• **Isi Tugas**:
Sebutkan berapa baris di bawah ini yang memuat kata "bicycle" (huruf besar dan kecil dibedakan). Jawab dengan angkanya saja.

• **Data yang Diberikan**:

+++++

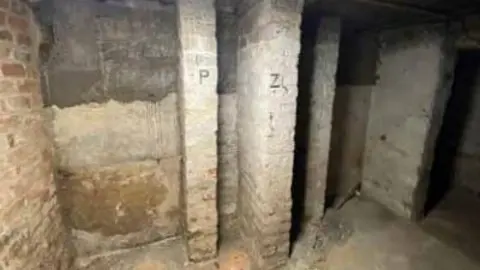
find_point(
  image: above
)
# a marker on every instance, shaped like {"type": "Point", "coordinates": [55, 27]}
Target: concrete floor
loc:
{"type": "Point", "coordinates": [361, 236]}
{"type": "Point", "coordinates": [364, 236]}
{"type": "Point", "coordinates": [456, 221]}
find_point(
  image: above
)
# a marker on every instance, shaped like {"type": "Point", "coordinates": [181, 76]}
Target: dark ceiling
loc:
{"type": "Point", "coordinates": [371, 14]}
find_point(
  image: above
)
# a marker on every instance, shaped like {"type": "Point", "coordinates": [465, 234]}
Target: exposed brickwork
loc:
{"type": "Point", "coordinates": [227, 114]}
{"type": "Point", "coordinates": [198, 104]}
{"type": "Point", "coordinates": [267, 91]}
{"type": "Point", "coordinates": [322, 93]}
{"type": "Point", "coordinates": [32, 235]}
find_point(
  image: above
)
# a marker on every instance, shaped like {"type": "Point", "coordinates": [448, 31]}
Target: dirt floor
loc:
{"type": "Point", "coordinates": [360, 236]}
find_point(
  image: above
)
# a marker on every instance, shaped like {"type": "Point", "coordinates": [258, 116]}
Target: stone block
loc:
{"type": "Point", "coordinates": [123, 205]}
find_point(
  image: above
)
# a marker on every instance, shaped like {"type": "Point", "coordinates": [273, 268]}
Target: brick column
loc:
{"type": "Point", "coordinates": [321, 105]}
{"type": "Point", "coordinates": [267, 91]}
{"type": "Point", "coordinates": [198, 106]}
{"type": "Point", "coordinates": [32, 235]}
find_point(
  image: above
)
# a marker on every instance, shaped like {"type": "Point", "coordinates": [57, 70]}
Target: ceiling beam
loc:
{"type": "Point", "coordinates": [404, 7]}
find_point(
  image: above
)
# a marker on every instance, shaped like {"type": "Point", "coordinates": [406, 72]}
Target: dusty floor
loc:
{"type": "Point", "coordinates": [361, 236]}
{"type": "Point", "coordinates": [457, 221]}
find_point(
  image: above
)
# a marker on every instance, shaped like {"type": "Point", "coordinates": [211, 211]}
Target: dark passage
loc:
{"type": "Point", "coordinates": [305, 76]}
{"type": "Point", "coordinates": [457, 110]}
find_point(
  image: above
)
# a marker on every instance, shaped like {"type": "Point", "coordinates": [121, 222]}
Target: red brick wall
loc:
{"type": "Point", "coordinates": [32, 235]}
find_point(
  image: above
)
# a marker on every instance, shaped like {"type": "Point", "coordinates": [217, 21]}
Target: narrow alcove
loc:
{"type": "Point", "coordinates": [453, 199]}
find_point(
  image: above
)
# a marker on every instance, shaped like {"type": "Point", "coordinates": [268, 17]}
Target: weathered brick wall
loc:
{"type": "Point", "coordinates": [111, 83]}
{"type": "Point", "coordinates": [267, 90]}
{"type": "Point", "coordinates": [321, 106]}
{"type": "Point", "coordinates": [32, 235]}
{"type": "Point", "coordinates": [227, 114]}
{"type": "Point", "coordinates": [199, 108]}
{"type": "Point", "coordinates": [415, 75]}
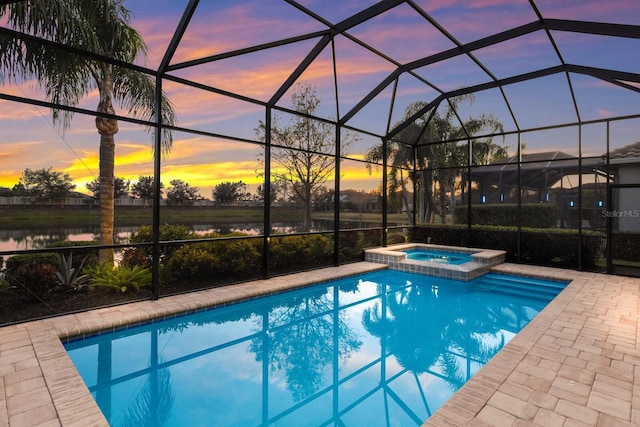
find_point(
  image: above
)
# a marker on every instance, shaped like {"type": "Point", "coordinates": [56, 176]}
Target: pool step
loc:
{"type": "Point", "coordinates": [517, 285]}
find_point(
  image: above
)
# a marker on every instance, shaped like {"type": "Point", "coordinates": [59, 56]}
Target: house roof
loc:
{"type": "Point", "coordinates": [537, 170]}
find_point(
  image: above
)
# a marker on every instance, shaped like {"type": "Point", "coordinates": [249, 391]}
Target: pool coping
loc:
{"type": "Point", "coordinates": [577, 361]}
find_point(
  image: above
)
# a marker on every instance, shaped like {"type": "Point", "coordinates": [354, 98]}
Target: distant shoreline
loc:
{"type": "Point", "coordinates": [13, 217]}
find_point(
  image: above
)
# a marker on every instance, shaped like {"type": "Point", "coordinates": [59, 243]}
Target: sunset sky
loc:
{"type": "Point", "coordinates": [29, 139]}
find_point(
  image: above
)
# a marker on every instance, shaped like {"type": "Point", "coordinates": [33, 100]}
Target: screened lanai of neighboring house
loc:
{"type": "Point", "coordinates": [437, 108]}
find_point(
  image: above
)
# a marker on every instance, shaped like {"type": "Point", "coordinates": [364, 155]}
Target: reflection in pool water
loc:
{"type": "Point", "coordinates": [382, 348]}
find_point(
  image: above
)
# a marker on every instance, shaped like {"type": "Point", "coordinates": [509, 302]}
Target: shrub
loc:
{"type": "Point", "coordinates": [353, 243]}
{"type": "Point", "coordinates": [34, 273]}
{"type": "Point", "coordinates": [88, 256]}
{"type": "Point", "coordinates": [215, 259]}
{"type": "Point", "coordinates": [300, 252]}
{"type": "Point", "coordinates": [142, 256]}
{"type": "Point", "coordinates": [540, 246]}
{"type": "Point", "coordinates": [70, 277]}
{"type": "Point", "coordinates": [539, 215]}
{"type": "Point", "coordinates": [121, 278]}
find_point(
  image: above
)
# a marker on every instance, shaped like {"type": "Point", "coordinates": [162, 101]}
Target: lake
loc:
{"type": "Point", "coordinates": [26, 238]}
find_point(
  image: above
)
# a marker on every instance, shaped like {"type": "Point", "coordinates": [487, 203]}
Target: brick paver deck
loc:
{"type": "Point", "coordinates": [576, 364]}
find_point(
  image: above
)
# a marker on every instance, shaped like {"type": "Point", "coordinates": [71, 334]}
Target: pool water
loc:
{"type": "Point", "coordinates": [455, 258]}
{"type": "Point", "coordinates": [386, 348]}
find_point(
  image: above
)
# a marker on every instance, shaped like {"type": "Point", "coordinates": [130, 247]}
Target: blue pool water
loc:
{"type": "Point", "coordinates": [381, 349]}
{"type": "Point", "coordinates": [438, 256]}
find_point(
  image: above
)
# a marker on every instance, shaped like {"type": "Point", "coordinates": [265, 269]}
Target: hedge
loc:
{"type": "Point", "coordinates": [549, 247]}
{"type": "Point", "coordinates": [538, 215]}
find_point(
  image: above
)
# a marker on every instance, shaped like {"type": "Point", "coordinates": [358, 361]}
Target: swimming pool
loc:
{"type": "Point", "coordinates": [444, 257]}
{"type": "Point", "coordinates": [382, 348]}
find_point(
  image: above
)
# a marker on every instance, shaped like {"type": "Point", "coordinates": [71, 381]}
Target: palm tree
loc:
{"type": "Point", "coordinates": [100, 27]}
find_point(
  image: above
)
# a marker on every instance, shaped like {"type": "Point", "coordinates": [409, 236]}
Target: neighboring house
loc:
{"type": "Point", "coordinates": [624, 164]}
{"type": "Point", "coordinates": [541, 175]}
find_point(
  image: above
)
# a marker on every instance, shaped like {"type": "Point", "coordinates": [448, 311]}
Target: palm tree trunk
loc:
{"type": "Point", "coordinates": [107, 127]}
{"type": "Point", "coordinates": [107, 160]}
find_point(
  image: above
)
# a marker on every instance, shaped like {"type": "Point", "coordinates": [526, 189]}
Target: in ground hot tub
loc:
{"type": "Point", "coordinates": [437, 260]}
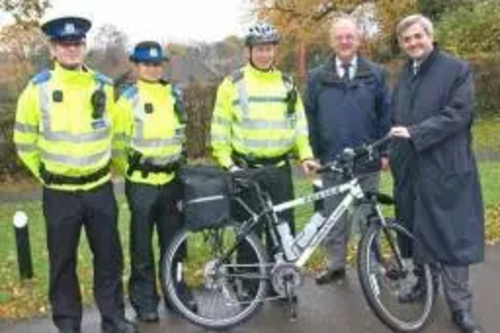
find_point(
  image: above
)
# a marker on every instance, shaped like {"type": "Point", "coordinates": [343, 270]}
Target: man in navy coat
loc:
{"type": "Point", "coordinates": [347, 105]}
{"type": "Point", "coordinates": [437, 189]}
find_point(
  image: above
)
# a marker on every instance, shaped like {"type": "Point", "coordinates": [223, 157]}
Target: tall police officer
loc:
{"type": "Point", "coordinates": [63, 135]}
{"type": "Point", "coordinates": [259, 119]}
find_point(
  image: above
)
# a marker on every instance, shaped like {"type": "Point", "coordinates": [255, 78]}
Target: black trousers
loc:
{"type": "Point", "coordinates": [278, 183]}
{"type": "Point", "coordinates": [65, 214]}
{"type": "Point", "coordinates": [151, 207]}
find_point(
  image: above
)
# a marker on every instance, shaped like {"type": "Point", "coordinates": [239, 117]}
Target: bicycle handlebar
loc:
{"type": "Point", "coordinates": [350, 155]}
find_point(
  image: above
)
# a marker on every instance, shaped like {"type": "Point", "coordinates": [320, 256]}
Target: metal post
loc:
{"type": "Point", "coordinates": [318, 186]}
{"type": "Point", "coordinates": [20, 222]}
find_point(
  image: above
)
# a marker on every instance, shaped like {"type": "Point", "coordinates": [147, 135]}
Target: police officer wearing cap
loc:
{"type": "Point", "coordinates": [148, 151]}
{"type": "Point", "coordinates": [259, 121]}
{"type": "Point", "coordinates": [63, 135]}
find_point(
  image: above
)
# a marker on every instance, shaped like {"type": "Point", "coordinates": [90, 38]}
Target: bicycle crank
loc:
{"type": "Point", "coordinates": [286, 278]}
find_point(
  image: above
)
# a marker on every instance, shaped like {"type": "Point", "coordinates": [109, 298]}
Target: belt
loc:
{"type": "Point", "coordinates": [51, 178]}
{"type": "Point", "coordinates": [249, 161]}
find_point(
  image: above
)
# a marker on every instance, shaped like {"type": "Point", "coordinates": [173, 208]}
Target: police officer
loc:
{"type": "Point", "coordinates": [149, 151]}
{"type": "Point", "coordinates": [63, 135]}
{"type": "Point", "coordinates": [259, 119]}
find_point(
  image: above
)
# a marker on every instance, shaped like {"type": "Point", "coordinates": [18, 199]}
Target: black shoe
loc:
{"type": "Point", "coordinates": [329, 276]}
{"type": "Point", "coordinates": [466, 322]}
{"type": "Point", "coordinates": [282, 298]}
{"type": "Point", "coordinates": [119, 325]}
{"type": "Point", "coordinates": [148, 317]}
{"type": "Point", "coordinates": [69, 330]}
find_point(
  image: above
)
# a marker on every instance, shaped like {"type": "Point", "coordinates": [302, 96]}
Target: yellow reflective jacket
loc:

+++++

• **Soal Terjawab**:
2